# [EXERCISE]
Copy from the reference page for lump_hierarchical_supervised below, starting at "Skip to contents" and ending at "a supplied outcome.".

-------- QUOTED PASSAGE

Skip to contents

Lumps a hierarchical nominal variable (combining only levels within the same cluster) so as to preserve as much mutual information as possible with a supplied outcome.

Usage

lump_hierarchical_supervised(
  data,
  outcome,
  threshold,
  clusters,
  verbose = FALSE,
  level_namer = default_level_namer
)

Arguments

data

Factor or character vector of the categorical data.

outcome

Factor or character vector. Variable to be used as a source of information about data.

threshold

The minimum number of samples each lumped level should contain.

clusters

List of character vectors representing the levels that are allowed to be lumped together.

verbose

Logical value dictating if values should be printed. Default: FALSE.

level_namer

Function that takes a character vector of the original levels in a lump and returns the name of the new lumped level. Default: concatenating the original levels with a "+" in between.

Value

A factor vector with the lumped levels.

Details

Note that, unlike lump_nominal_supervised() and lump_ordinal_supervised(), this function only supports discrete (factor) outcomes, not continuous ones.

See also

maximum_mutual_information_hierarchical_supervised() for the underlying algorithm that this function wraps.

----------------
-------- STORED RECORDS

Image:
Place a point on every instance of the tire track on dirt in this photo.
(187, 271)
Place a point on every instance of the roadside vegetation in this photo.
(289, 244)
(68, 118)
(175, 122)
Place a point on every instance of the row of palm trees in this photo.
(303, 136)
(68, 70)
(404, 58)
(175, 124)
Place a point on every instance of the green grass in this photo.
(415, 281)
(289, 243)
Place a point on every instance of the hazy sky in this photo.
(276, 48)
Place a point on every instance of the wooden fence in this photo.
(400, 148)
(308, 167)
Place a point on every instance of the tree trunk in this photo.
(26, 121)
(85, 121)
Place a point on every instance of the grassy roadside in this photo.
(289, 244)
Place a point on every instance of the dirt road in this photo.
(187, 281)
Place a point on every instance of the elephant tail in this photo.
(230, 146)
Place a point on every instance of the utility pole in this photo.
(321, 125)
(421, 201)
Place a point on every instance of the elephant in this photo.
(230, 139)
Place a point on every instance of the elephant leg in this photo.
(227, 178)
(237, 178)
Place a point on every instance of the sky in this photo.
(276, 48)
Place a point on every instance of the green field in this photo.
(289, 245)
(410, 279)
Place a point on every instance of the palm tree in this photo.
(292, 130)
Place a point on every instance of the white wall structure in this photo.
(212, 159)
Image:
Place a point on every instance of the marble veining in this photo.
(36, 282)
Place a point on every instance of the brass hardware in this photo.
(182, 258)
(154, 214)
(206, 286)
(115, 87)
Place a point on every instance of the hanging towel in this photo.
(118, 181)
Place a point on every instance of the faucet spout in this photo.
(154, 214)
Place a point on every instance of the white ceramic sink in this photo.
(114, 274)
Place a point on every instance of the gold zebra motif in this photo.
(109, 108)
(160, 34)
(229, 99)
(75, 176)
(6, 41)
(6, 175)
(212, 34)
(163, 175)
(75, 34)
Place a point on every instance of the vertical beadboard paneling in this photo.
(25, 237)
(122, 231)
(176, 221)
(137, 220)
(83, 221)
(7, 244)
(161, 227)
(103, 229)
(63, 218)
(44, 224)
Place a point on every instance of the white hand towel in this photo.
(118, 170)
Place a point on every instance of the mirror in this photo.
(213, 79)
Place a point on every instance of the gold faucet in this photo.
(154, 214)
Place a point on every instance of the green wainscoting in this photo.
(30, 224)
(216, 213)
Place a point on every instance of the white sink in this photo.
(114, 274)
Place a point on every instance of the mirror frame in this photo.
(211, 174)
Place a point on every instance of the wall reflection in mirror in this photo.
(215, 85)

----------------

# [TASK RESULT]
Skip to contents

Lumps a hierarchical nominal variable (combining only levels within the same cluster) so as to preserve as much mutual information as possible with a supplied outcome.